_TASK:_ Everything from the line containing "point(581, 283)" through the last line of the data below should be given again exactly, both end lines included and nothing more.

_DATASET EXCERPTS:_
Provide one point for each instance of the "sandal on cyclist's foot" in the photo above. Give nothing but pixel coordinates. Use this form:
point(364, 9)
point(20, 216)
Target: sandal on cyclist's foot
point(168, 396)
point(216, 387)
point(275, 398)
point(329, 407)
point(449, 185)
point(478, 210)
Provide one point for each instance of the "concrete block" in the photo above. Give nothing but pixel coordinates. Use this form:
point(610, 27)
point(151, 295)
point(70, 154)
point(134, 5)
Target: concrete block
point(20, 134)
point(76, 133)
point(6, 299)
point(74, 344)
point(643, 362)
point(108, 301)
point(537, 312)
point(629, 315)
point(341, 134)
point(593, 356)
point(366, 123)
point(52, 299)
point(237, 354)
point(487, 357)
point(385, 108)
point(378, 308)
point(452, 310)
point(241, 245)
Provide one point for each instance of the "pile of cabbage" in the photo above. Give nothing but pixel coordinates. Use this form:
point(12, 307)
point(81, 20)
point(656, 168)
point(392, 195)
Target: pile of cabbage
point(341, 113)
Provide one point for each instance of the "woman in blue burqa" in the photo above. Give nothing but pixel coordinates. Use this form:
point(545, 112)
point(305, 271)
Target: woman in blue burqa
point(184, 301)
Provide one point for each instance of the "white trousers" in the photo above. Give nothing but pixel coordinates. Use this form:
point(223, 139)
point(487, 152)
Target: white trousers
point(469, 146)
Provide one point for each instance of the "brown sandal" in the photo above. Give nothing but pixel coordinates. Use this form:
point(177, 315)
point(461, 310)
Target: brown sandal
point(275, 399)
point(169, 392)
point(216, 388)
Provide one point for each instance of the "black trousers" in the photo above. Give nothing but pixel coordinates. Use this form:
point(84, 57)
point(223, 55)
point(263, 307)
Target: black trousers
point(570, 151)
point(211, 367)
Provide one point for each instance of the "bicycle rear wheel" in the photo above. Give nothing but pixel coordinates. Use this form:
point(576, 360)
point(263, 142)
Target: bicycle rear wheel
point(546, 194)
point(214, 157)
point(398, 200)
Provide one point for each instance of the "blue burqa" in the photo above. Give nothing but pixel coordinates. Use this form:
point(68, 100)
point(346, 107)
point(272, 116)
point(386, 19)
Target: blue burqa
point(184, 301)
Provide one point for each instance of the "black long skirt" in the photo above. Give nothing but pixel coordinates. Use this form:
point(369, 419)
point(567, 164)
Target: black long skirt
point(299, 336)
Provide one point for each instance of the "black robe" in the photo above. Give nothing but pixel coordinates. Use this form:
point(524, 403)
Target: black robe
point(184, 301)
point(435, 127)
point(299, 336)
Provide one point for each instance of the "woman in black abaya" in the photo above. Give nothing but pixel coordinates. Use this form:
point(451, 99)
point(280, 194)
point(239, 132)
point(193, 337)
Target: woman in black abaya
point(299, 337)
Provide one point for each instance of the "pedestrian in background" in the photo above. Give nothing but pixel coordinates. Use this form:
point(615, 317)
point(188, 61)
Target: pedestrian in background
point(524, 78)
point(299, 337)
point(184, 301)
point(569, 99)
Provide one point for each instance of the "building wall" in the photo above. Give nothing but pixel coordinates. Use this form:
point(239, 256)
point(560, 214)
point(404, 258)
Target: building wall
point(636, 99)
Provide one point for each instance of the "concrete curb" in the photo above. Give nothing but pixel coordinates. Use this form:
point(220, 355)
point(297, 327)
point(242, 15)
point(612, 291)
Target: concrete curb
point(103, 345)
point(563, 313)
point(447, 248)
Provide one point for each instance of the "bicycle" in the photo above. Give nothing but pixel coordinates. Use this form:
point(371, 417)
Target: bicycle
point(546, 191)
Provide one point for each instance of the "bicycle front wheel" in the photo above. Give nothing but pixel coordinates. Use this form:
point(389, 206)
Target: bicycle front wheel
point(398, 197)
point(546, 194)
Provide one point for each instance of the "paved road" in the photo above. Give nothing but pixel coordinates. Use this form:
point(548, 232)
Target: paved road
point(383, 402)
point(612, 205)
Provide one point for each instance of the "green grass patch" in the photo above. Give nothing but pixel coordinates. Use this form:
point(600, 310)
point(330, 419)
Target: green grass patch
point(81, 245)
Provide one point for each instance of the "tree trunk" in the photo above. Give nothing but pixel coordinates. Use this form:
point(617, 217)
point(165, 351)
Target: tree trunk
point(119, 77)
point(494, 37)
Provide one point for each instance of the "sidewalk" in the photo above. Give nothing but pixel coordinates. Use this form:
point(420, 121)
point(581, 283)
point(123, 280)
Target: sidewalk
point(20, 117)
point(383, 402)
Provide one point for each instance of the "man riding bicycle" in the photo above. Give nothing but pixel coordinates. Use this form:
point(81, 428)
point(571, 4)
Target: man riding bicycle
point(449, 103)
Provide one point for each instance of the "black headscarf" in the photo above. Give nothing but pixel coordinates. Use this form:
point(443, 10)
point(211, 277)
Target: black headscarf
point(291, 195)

_THE ANSWER:_
point(581, 283)
point(123, 280)
Target: sidewalk
point(20, 117)
point(383, 402)
Provide one point for each instance of the "man riding bicycle" in the photo above. Give nothing but pixel coordinates. Use this form:
point(81, 428)
point(571, 4)
Target: man riding bicycle
point(449, 103)
Provide one point for each instance of the "black headscarf" in the photo above. Give nothing but pixel coordinates. Use this form:
point(443, 10)
point(211, 277)
Target: black headscarf
point(291, 195)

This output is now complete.